___ DATA ___

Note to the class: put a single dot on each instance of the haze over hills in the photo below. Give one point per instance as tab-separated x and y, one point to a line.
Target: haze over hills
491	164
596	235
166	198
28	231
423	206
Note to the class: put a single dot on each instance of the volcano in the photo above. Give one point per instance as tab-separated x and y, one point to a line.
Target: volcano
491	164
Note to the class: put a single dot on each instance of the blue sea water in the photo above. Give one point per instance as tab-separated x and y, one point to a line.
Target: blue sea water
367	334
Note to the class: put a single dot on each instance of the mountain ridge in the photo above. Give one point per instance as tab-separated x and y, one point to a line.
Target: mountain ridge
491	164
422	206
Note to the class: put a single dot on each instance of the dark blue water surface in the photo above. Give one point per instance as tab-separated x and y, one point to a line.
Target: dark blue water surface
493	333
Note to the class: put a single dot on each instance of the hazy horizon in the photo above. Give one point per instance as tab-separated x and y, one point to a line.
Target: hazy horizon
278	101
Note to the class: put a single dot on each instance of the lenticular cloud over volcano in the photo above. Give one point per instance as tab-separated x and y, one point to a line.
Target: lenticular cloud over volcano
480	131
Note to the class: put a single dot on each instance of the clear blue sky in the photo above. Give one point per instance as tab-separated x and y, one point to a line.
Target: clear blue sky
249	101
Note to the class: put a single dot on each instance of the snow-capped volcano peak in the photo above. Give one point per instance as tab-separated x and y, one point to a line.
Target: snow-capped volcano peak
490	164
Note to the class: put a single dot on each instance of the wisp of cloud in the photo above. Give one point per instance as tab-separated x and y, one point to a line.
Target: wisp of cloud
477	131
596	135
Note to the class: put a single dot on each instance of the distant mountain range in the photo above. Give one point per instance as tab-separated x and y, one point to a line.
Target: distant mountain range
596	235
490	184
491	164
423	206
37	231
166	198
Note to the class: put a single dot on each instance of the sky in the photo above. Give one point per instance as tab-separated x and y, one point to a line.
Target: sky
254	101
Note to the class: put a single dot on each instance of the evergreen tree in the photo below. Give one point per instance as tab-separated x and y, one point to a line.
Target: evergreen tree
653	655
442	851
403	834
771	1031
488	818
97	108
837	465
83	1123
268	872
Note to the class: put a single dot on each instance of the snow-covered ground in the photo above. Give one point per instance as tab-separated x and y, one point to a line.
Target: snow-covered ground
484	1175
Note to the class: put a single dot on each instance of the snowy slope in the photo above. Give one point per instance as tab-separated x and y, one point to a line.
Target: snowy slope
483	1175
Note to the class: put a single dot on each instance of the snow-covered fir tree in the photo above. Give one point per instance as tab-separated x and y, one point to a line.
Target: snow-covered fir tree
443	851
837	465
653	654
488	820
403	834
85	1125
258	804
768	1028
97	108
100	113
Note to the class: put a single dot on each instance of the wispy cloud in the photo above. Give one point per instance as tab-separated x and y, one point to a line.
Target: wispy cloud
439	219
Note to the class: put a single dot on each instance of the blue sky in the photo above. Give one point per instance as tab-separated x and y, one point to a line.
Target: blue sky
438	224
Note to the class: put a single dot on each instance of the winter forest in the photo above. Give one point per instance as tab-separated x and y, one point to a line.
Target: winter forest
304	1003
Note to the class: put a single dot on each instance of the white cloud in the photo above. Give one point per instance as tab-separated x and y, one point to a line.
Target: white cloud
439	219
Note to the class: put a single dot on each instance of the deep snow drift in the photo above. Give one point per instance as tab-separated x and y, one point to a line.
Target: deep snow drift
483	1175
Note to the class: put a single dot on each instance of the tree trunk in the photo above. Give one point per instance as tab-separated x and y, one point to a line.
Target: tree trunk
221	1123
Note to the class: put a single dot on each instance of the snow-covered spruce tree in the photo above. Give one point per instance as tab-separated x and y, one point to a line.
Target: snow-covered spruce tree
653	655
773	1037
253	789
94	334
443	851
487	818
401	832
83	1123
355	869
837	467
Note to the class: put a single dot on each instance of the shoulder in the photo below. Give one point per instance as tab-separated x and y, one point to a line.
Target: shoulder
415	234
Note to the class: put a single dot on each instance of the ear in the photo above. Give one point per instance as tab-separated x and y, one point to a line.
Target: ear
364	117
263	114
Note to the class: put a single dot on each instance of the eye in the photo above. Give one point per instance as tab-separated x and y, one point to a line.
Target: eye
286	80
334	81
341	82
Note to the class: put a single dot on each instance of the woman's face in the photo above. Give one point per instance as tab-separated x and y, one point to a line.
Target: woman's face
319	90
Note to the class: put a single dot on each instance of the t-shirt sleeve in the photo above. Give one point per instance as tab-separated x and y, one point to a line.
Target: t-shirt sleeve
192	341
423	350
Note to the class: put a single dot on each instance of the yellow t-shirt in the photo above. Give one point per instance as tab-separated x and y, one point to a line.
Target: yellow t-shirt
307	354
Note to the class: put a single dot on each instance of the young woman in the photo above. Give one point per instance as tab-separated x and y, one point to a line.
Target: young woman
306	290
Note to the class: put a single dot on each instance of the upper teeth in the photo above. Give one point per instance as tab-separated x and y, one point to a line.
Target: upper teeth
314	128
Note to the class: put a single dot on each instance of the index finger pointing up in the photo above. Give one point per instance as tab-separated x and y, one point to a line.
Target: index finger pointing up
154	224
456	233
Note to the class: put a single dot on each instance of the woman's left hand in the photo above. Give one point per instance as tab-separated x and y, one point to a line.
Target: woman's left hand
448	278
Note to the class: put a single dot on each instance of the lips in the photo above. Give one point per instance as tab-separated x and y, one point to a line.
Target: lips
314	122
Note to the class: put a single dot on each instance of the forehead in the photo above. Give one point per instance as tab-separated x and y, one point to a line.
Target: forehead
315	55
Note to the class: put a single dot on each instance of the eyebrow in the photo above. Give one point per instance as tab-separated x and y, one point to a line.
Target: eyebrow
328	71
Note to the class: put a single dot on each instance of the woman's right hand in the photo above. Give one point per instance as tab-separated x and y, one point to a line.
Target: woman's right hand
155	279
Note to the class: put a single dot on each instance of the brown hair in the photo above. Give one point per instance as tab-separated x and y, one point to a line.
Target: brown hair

___

● **WHAT YOU NEED TO DO**: Each line above needs to be output again, exactly as shown.

● **ANSWER AREA**:
Note to the class: put a single dot on each instance of the haze over hills in the photo below. Give one point per instance as tab-separated x and y, one point to a line.
Target: haze over hills
491	164
596	235
166	198
28	231
423	206
Note to the class: put a single dot on each instance of the volcano in the photo above. Give one point per instance as tab-separated x and y, one point to a line.
Target: volcano
491	164
Note to the class: put a single dot on each instance of the blue sea water in the photo above. Give one point per instance as tab-separated x and y, one point to a line.
Target: blue sea water
367	334
Note to the class: put a single dot on each instance of the mountain ridge in the photo above. Give one point per instance as tab-separated x and y, one point to a line.
Target: mountain ridge
491	164
422	206
Note to the class: put a single dot on each instance of the dark blue water surface in the photo above. Give one point per instance as tab-separated x and y, one point to a line.
Target: dark blue water surface
493	333
Note to the class: put a single dot on each instance of the hazy horizon in the photo above. Give one point per instance as tab-separated x and y, one point to a line.
Target: hazy horizon
278	101
Note to the class: put a single dot on each instance of the lenticular cloud over volcano in the photo above. Give one point per instance as tab-separated x and y, one point to a line.
Target: lenticular cloud over volcano
480	131
Note to the class: put a single dot on each instance of the clear blue sky in the photo above. Give one point per instance as tab-separated x and y, one point to a line.
Target: clear blue sky
249	101
Note to the class: put a single dot on each instance of the snow-capped volcano peak in the photo above. Give one point per instance as tab-separated x and y, one point to a line.
Target: snow-capped volcano peak
490	164
Note to the class: put a single dot on each instance of the wisp of cloud in the photo above. Give one point per instance as tab-separated x and y, one point to a line.
Target: wisp of cloud
477	131
596	135
Note to the class: put a single dot on each instance of the distant mountain range in the photo above. Give one point per instance as tab-separated x and y, one point to a line.
Target: distant mountain range
596	235
490	184
491	164
423	206
37	231
166	198
Note to the class: put a single dot on each instance of the sky in the photo above. Give one point per instance as tab-separated x and y, one point to a line.
Target: sky
254	101
Note to the class: put a single dot on each instance of the evergreen tree in the photo below. Give one point per instance as tab-separated x and y, one point to a line.
Target: evergreen tree
653	655
442	851
403	834
771	1031
488	818
97	108
837	465
83	1123
268	872
Note to the class: put a single dot on each instance of the snow-covered ground in the photo above. Give one point per instance as tab-separated x and y, one point to a line.
Target: snow-covered ground
484	1175
Note to the class: put a single dot on each instance of the snowy slope in the photo above. Give one point per instance as tab-separated x and y, one point to a line.
Target: snowy slope
483	1175
Note to the class: put a single dot on each instance of the snow-covered fir tree in the photo above. Give one point per instance as tab-separated x and y, one point to a line.
Target: snow-covered fir tree
443	851
837	465
653	654
488	820
403	834
85	1125
258	804
768	1028
97	108
100	113
Note to the class: put a single dot on each instance of the wispy cloud in the photo above. Give one point per instance as tab-separated x and y, one point to a line.
Target: wispy cloud
439	219
Note to the class: put a single dot on each instance of the blue sky in the photo above. Give one point per instance as tab-separated x and y, one point to a line.
Target: blue sky
438	224
Note to the class: put a single dot on each instance of the winter forest in the photo above. Give one point per instance as tab-separated x and y, one point to a line.
Target: winter forest
304	1003
Note to the class: put a single dot on each instance of the white cloud in the photo above. Give one point per instance as tab-separated x and y, one point to a line.
Target: white cloud
439	219
Note to the class: put a single dot on each instance of the deep snow drift in the photo above. Give one point per instance as tab-separated x and y, one point to a line.
Target: deep snow drift
483	1175
Note to the class: put a single dot on each instance of the tree trunk in the photo above. Give one point per instance as tab-separated x and y, one point to a line.
Target: tree trunk
221	1123
Note to the class: put a single dot on each instance of the snow-covered spruce tree in the photo above. Give one point per instance as tab-separated x and y, one point to a line.
Target: snow-covered spruce tree
653	655
773	1037
253	789
94	334
443	851
487	818
401	832
83	1123
355	869
837	467
Note to the class: put a single dot on each instance of the shoulder in the photo below. Give one point per instance as tab-separated x and y, one point to a line.
Target: shoulder
415	234
Note to the class: put a single dot on each instance of the ear in the photo above. Give one point per instance as tab-separated x and y, one point to a line.
Target: ear
364	117
263	114
Note to the class: put a single dot on each instance of the eye in the photo above. Give one point per instance as tab-separated x and y, one point to a line.
Target: eye
286	80
334	81
341	82
Note to the class: put a single dot on each instance of the woman's face in the photo above. Give one point per instance as tab-separated x and y, one point to a line.
Target: woman's face
319	90
Note to the class: put a single dot on each instance of the t-shirt sleeve in the photo above. Give one point per instance as tab-separated x and y, one point to a line.
Target: t-shirt sleeve
192	341
423	350
Note to the class: put a single dot on each instance of the yellow t-shirt in the photo above. Give one point per instance as tab-separated x and y, one point to a line.
Target: yellow t-shirt
307	354
Note to the class: put a single dot on each instance of the young woman in the photo above. Give one point per instance as tab-separated x and y, one point to a line.
Target: young woman
306	290
Note to the class: put a single dot on each instance of the upper teeth in the photo above. Give one point per instance as tab-separated x and y, one point to a line.
Target: upper teeth
314	128
Note to the class: put a single dot on each instance of the index finger pointing up in the photo above. Give one point per instance as tab-separated x and y, one point to a line.
Target: index finger pointing up
154	224
456	233
Note to the class: put a single dot on each instance of the woman's left hand in the photo above. Give one point per instance as tab-separated x and y, one point to a line.
Target: woman's left hand
448	278
Note to the class: put a single dot on each instance of the lips in the photo above. Give one point per instance as tab-separated x and y, one point to a line.
Target: lips
314	122
Note to the class: put a single dot on each instance of the forehead in the photo above. Give one point per instance as tab-separated x and y, one point to a line.
Target: forehead
315	55
Note to the class: put a single dot on each instance of the eyebrow in the photo above. Give one point per instance as tab-separated x and y, one point to a line.
Target: eyebrow
328	71
Note to the class: put a single dot on each instance of the woman's right hand in the photo above. Give one point per instance as tab-separated x and y, one point to a line.
Target: woman's right hand
155	279
Note to the class: put a single dot on each instance of the brown hair in the photo above. Give one point per instance as tab-separated x and y, one point to a line.
Target: brown hair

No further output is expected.